ACTIVITY: An exact copy of every record below is what's needed here.

==== DATASET CONTENT ====

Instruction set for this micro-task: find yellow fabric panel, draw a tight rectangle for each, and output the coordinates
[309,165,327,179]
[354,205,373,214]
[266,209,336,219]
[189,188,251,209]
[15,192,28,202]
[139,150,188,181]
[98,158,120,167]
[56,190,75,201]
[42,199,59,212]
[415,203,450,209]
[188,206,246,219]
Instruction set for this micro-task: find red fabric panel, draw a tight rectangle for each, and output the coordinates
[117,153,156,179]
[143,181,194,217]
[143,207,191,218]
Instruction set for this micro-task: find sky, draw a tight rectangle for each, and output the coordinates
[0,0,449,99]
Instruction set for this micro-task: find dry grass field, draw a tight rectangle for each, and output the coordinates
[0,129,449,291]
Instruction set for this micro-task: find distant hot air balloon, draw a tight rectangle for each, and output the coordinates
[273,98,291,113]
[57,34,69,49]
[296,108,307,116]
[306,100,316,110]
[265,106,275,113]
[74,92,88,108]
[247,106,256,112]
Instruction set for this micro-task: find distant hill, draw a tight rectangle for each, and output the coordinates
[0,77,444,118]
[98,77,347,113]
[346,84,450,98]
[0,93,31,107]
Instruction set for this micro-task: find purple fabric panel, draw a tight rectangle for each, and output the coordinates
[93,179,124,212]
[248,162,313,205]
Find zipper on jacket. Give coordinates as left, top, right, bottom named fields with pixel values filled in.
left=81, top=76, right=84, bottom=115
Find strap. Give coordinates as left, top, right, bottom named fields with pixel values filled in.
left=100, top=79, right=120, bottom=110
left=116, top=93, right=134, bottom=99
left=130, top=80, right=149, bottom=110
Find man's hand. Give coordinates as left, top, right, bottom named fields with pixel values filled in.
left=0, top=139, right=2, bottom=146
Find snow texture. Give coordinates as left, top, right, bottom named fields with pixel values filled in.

====

EXPECTED ANSWER:
Instruction set for this micro-task: find yellow fabric panel, draw a tight rectangle for each, and output the coordinates
[309,165,327,179]
[354,205,373,214]
[266,209,336,219]
[189,188,251,209]
[15,192,28,202]
[139,150,188,181]
[98,158,120,167]
[56,190,75,201]
[42,199,59,212]
[415,203,450,209]
[188,206,246,219]
Instruction set for this micro-task: find red fabric panel, draw a tight rectangle for each, and output the coordinates
[117,153,156,179]
[143,181,194,217]
[143,207,191,218]
Instruction set for this micro-task: find sky, draw a tight rectangle for each, and output the coordinates
[0,0,449,99]
Instruction set for this micro-task: find dry grass field, draw a tight rectangle for each, and output the coordinates
[0,129,449,291]
Instruction set for this micro-task: find distant hot air balloon, draw a tight rectangle for each, and output the coordinates
[273,98,291,113]
[57,34,69,49]
[296,108,307,116]
[306,100,316,110]
[265,106,275,113]
[74,92,88,108]
[247,106,256,112]
Instruction set for this micro-task: find distant hill, draw a tight rectangle for each, and output the coordinates
[0,77,444,118]
[98,77,347,113]
[346,84,450,98]
[0,93,31,107]
Instruction set for this micro-task: find purple fabric panel, draw a tight rectangle for each, and output the coordinates
[93,179,124,212]
[248,162,313,205]
Find zipper on jacket. Give coordinates as left, top, right, bottom named fields with pixel values filled in.
left=81, top=76, right=84, bottom=115
Find strap. Give coordinates as left, top, right, bottom named fields with pixel values filled in.
left=100, top=79, right=120, bottom=110
left=116, top=93, right=134, bottom=99
left=130, top=80, right=149, bottom=110
Find man's hand. Give coordinates as left, top, right, bottom named fields with pixel values filled in.
left=0, top=139, right=2, bottom=146
Find snow texture. Give coordinates as left, top, right, bottom named fields with pixel values filled in.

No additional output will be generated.